(Source records)
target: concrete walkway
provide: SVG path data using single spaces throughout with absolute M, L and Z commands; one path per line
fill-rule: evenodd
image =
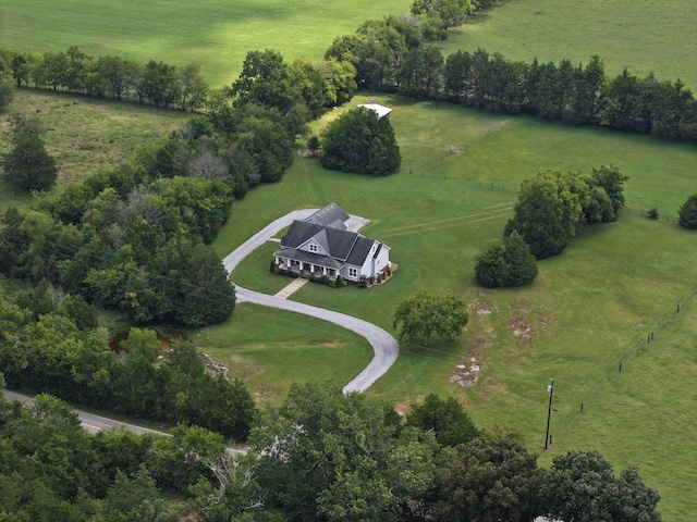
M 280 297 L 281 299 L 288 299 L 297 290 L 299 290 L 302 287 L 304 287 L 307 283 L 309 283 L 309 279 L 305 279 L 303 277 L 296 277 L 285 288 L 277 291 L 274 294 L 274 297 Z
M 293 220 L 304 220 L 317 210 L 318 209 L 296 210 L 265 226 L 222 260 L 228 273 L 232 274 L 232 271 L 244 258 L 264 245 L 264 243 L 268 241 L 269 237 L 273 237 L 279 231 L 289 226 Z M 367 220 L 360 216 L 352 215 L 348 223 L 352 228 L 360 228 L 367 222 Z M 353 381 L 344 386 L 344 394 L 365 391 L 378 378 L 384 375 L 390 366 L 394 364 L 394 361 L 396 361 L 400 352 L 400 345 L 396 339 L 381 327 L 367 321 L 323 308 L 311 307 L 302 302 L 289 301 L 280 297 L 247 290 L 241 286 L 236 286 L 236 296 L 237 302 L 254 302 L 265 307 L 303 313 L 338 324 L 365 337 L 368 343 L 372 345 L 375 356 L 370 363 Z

---

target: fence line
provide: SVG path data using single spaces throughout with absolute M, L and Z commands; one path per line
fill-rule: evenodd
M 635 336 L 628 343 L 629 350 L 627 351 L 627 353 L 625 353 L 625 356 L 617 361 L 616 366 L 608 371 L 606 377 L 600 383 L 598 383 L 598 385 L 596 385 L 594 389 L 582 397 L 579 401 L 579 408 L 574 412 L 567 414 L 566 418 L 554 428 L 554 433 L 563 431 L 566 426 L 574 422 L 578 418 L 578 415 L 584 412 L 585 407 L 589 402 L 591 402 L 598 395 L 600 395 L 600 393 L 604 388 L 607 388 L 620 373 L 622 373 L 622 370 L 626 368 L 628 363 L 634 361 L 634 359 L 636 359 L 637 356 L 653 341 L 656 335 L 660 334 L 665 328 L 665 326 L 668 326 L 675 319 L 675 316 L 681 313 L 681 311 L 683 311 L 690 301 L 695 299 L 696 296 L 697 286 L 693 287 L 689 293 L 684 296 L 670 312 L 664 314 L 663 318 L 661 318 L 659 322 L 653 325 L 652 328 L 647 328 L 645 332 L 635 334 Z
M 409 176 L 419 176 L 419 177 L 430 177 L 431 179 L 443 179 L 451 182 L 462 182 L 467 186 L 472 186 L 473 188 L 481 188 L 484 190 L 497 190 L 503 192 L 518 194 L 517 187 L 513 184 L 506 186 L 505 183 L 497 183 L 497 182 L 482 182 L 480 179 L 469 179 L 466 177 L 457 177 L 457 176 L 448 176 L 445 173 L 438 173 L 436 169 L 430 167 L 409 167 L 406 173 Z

--

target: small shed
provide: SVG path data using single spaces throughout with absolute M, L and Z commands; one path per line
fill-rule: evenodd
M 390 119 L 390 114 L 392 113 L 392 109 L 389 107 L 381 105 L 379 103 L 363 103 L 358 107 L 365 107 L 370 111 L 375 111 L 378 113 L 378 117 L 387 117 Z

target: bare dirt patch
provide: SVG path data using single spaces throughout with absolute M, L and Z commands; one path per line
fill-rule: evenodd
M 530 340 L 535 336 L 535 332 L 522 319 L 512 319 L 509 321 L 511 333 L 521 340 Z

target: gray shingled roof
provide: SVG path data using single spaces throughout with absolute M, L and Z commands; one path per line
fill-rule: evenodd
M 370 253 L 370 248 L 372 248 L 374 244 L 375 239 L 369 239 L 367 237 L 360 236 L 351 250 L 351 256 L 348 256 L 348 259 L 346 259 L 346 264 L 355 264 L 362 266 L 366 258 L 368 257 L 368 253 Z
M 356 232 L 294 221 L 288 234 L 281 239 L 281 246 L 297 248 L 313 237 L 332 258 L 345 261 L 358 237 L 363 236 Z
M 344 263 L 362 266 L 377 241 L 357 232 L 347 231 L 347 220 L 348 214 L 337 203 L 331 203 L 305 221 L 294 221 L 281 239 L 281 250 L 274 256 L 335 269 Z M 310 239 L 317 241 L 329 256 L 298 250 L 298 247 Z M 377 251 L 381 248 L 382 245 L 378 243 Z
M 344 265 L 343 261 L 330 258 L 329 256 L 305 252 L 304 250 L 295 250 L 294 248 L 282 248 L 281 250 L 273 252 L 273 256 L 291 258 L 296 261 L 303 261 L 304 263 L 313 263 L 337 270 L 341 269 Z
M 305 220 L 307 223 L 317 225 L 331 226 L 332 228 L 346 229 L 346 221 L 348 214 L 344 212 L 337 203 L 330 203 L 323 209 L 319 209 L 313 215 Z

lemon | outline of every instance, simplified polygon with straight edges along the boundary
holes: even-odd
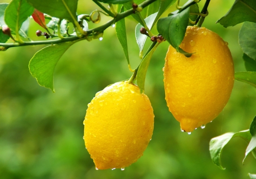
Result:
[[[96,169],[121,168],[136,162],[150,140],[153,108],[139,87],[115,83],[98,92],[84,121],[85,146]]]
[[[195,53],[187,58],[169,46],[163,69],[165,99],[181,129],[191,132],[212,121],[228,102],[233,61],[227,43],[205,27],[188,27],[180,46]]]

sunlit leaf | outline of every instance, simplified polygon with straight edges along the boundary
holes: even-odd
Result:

● **STATED TASK**:
Copy out the rows from the line with "target: concrete walkway" to the line with "M 280 297 L", both included, requests and all, but scale every coordinate in the answers by 2.1, rounding to whole numbers with halves going up. Leave the pictures out of your answer.

● **RESULT OF THIS TASK**:
target: concrete walkway
provide: SVG path data using single spaces throughout with absolute M, L and Z commands; one path per line
fill-rule: evenodd
image =
M 588 624 L 590 628 L 605 628 L 624 609 L 628 609 L 634 603 L 638 603 L 645 594 L 649 594 L 649 586 L 641 586 L 636 582 L 622 582 L 599 605 L 582 611 L 575 617 L 575 624 Z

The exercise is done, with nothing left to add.